— BEGIN Dataset excerpts —

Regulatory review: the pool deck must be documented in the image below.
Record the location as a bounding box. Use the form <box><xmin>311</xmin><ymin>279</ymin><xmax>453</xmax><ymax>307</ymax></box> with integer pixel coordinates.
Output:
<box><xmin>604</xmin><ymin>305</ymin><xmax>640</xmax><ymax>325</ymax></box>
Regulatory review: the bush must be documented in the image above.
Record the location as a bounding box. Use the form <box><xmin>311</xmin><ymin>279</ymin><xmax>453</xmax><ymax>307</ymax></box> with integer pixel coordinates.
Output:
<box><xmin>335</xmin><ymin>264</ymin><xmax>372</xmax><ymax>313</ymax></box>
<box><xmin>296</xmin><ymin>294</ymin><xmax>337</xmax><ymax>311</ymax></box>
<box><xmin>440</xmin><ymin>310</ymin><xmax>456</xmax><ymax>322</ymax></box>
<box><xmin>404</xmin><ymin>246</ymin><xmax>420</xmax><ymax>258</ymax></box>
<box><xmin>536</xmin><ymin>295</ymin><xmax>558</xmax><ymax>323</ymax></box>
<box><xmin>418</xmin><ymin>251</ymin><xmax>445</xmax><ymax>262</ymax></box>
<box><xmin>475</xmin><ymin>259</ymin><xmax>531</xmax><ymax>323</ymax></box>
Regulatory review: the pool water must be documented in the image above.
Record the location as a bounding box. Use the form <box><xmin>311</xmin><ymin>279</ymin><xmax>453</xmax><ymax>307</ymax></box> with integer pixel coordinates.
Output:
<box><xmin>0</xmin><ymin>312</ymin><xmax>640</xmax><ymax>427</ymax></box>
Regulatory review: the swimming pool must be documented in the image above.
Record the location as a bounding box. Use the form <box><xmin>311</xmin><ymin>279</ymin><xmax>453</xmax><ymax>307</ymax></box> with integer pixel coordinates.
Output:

— END Dataset excerpts —

_To be done:_ Reproduce every line of the material above without any changes.

_Answer to the task:_
Regulatory review: the pool deck must be documented in the image below.
Record the location as a bounding box. Use the form <box><xmin>311</xmin><ymin>279</ymin><xmax>453</xmax><ymax>307</ymax></box> with integer pixel coordinates.
Output:
<box><xmin>604</xmin><ymin>305</ymin><xmax>640</xmax><ymax>325</ymax></box>
Regulatory review: the bush must be documented in the image above.
Record the location as a bounding box. Use the form <box><xmin>311</xmin><ymin>279</ymin><xmax>453</xmax><ymax>307</ymax></box> with integer pixel coordinates.
Output:
<box><xmin>335</xmin><ymin>264</ymin><xmax>372</xmax><ymax>313</ymax></box>
<box><xmin>296</xmin><ymin>294</ymin><xmax>337</xmax><ymax>311</ymax></box>
<box><xmin>440</xmin><ymin>310</ymin><xmax>456</xmax><ymax>322</ymax></box>
<box><xmin>404</xmin><ymin>246</ymin><xmax>420</xmax><ymax>258</ymax></box>
<box><xmin>536</xmin><ymin>295</ymin><xmax>558</xmax><ymax>323</ymax></box>
<box><xmin>418</xmin><ymin>251</ymin><xmax>445</xmax><ymax>262</ymax></box>
<box><xmin>475</xmin><ymin>259</ymin><xmax>531</xmax><ymax>323</ymax></box>
Regulatory review: the pool water must be documented in the image above.
Record the location as a bounding box. Use the form <box><xmin>311</xmin><ymin>279</ymin><xmax>453</xmax><ymax>307</ymax></box> with integer pixel coordinates.
Output:
<box><xmin>0</xmin><ymin>312</ymin><xmax>640</xmax><ymax>427</ymax></box>
Regulatory review: the swimming pool must be documented in the image above.
Record the location as a bounding box. Use the form <box><xmin>311</xmin><ymin>279</ymin><xmax>453</xmax><ymax>307</ymax></box> with integer pixel coordinates.
Output:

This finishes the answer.